SOURCE DATA:
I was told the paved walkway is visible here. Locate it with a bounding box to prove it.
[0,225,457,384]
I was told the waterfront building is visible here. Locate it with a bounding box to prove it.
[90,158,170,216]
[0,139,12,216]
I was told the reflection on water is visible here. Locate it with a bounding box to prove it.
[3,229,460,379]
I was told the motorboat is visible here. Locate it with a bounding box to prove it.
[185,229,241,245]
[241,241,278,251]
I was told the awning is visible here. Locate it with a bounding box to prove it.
---
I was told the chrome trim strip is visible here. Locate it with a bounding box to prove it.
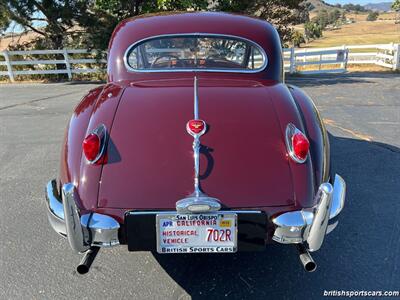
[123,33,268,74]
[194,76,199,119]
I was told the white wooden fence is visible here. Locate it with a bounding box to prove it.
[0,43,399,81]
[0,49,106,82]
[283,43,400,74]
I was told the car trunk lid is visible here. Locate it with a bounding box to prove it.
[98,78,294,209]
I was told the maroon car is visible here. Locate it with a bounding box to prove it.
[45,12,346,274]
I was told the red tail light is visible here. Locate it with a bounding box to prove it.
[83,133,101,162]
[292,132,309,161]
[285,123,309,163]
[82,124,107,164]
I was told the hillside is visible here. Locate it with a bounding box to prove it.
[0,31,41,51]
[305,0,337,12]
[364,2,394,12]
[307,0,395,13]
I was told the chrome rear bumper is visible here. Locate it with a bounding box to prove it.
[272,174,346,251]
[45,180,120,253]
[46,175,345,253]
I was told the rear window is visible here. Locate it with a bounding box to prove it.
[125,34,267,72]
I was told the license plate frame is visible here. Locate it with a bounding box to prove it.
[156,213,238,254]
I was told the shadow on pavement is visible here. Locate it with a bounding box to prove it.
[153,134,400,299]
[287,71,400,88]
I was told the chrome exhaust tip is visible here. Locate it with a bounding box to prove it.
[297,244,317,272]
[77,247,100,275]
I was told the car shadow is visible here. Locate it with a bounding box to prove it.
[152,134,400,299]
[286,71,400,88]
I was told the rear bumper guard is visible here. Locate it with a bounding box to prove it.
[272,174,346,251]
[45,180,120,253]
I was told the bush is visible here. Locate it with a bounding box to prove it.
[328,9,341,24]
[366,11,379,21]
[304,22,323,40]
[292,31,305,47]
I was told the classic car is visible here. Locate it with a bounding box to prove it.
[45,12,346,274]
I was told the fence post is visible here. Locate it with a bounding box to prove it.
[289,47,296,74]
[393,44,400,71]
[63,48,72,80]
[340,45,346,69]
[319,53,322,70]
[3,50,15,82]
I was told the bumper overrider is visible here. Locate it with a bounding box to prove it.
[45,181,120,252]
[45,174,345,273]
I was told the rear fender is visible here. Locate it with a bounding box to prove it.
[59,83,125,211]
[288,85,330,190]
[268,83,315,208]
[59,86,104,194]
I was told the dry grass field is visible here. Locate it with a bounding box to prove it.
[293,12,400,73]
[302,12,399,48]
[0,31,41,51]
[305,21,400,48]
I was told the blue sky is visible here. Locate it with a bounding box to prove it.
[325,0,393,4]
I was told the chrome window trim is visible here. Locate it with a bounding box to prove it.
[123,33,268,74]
--
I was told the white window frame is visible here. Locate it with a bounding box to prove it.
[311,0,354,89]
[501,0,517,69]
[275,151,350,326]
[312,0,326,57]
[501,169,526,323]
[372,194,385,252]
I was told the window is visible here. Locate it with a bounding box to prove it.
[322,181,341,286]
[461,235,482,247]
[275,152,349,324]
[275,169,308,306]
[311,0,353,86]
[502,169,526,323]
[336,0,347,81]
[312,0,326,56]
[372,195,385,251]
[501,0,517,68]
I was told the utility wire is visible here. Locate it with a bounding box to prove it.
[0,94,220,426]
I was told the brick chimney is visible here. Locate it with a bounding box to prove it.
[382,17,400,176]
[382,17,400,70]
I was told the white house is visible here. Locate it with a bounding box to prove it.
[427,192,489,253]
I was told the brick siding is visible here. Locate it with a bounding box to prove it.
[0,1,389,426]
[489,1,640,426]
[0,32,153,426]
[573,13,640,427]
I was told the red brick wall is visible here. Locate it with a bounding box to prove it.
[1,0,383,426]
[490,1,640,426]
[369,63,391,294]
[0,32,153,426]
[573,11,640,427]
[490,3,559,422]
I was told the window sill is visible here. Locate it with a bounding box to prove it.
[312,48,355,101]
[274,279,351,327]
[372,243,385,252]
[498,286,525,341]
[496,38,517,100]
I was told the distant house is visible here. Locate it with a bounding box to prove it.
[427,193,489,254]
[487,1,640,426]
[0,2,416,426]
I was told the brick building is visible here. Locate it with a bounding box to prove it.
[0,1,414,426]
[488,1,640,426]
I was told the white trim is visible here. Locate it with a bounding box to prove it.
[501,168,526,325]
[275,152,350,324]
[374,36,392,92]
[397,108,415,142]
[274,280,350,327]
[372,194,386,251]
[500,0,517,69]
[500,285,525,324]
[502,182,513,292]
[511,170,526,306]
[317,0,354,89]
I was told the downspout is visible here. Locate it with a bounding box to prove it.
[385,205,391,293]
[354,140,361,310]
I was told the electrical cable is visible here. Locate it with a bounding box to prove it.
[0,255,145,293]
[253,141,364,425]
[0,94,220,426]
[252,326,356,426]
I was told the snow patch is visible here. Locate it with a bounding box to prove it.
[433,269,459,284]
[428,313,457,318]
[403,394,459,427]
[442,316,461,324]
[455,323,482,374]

INSTRUCTIONS FOR THE TASK:
Reproduce word for word the material above, beginning with the line that contains "I was told the paved" and ending with the line that contains "I was told the awning".

EXERCISE RESULT:
I was told the paved walkway is visible here. Locate it with a bounding box to prove it.
[0,225,457,384]
I was told the waterfront building is visible here. Locate it with a bounding box to prove it.
[90,158,170,216]
[0,139,12,216]
I was told the reflection on water is visible here. Locate it with a bounding box to prove it.
[3,229,460,379]
I was told the motorboat is visible here. Locate it with a bounding box to prove it.
[185,229,241,245]
[241,241,278,251]
I was told the awning is visible here. Locate it with a bounding box to prove it.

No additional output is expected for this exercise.